* **SELECTED PASSAGE**

= = =

Seldom have attempts to change the channel been so transparent. At 5 p.m. on a Friday afternoon, with his mayoralty under fire and questions about an alleged drug video still swirling, Mayor Rob Ford emerged from his office to make an announcement about public housing.
"When I was elected," he began, "I promised to bring true accountability to city hall and that is exactly what we've done." How? Why, by cleaning up the Toronto Community Housing, of course.
He went on to talk about a 2011 spending scandal that led him to sack the leadership of the public-housing organization. "I moved quickly and decisively to clean up the disgraceful mess," he said. Yes, he did -- more than two years ago.
Reporters waited in vain to hear what the mayor had summoned them to announce. He introduced the "new" chief executive of TCHC, Gene Jones, who took his post nearly a year ago. Mr. Jones had nothing to say. There was not a glimmer of news here -- only boasting.
"Folks I am so proud -- I am so proud -- to stand before you today you and tell you that we have turned the corner at Toronto Community Housing." And with that, he turned to go.
It is all part of concerted effort by Mr. Ford and his brother Doug to move on from the video affair and regain their momentum as an election year approaches. Mr. Ford, normally shy of the press corps, appeared before the media almost every day this week to say make some pronouncement, while swatting away every question about the story that has transfixed the country.

= = =

* **DATA FOR REVIEW**
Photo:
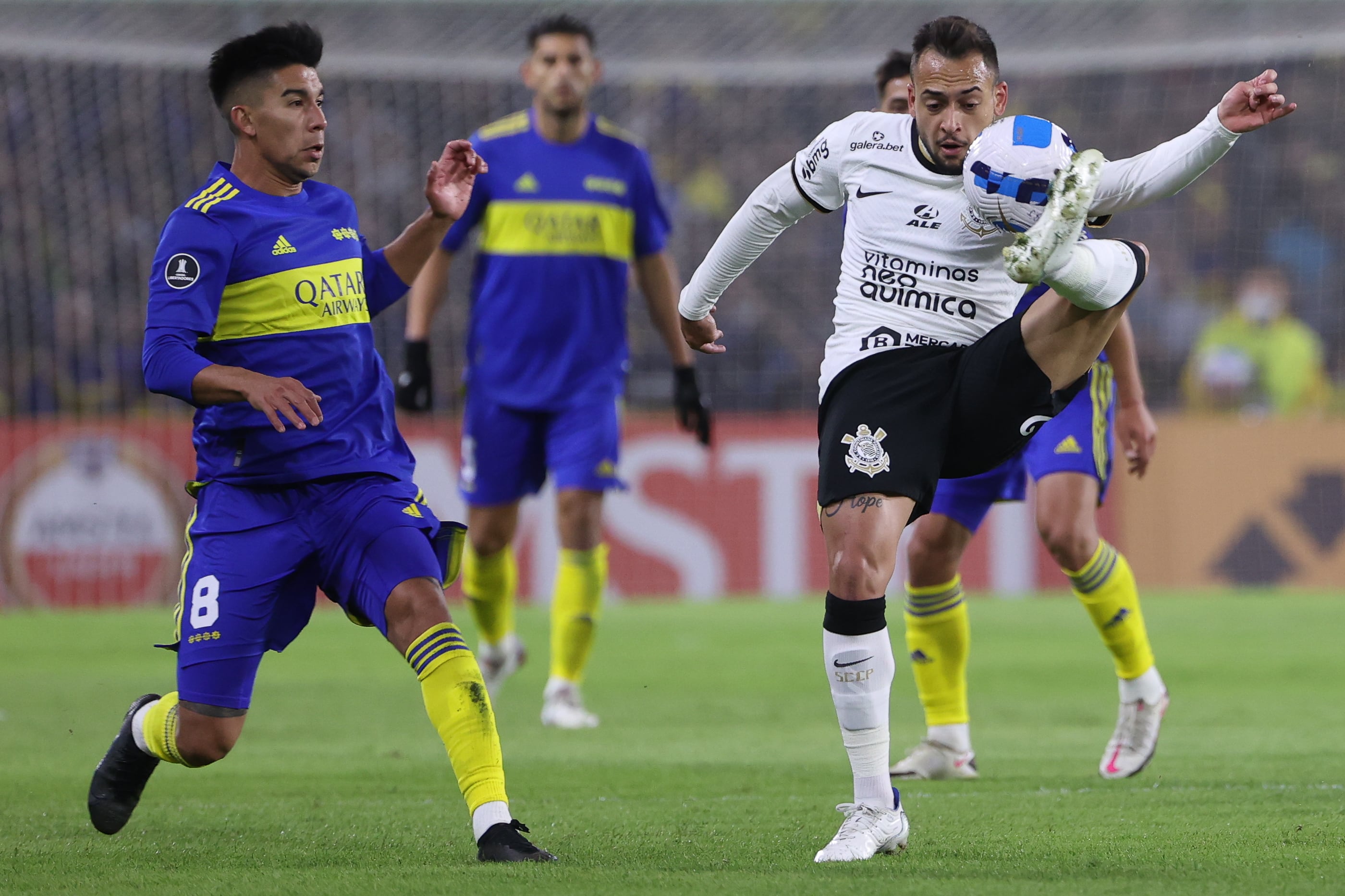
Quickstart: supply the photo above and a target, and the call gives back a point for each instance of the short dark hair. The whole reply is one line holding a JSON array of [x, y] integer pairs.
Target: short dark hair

= = =

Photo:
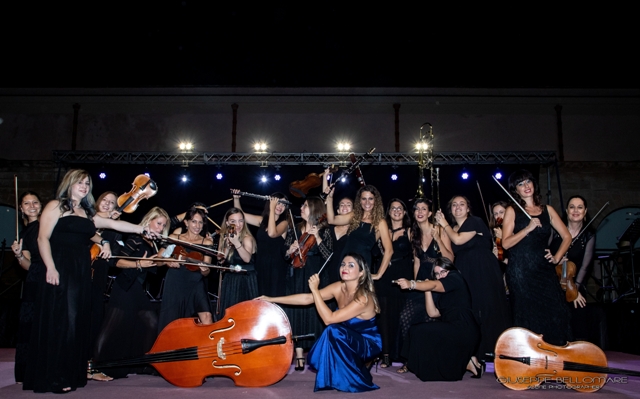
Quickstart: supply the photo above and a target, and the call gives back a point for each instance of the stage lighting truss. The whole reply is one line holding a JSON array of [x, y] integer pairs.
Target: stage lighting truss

= = =

* **WORK INSTRUCTIONS**
Reproduce the passage on Mayor Rob Ford's public-housing announcement word for word, starting at "Reporters waited in" and ending at "-- only boasting.".

* **EXPECTED ANSWER**
Reporters waited in vain to hear what the mayor had summoned them to announce. He introduced the "new" chief executive of TCHC, Gene Jones, who took his post nearly a year ago. Mr. Jones had nothing to say. There was not a glimmer of news here -- only boasting.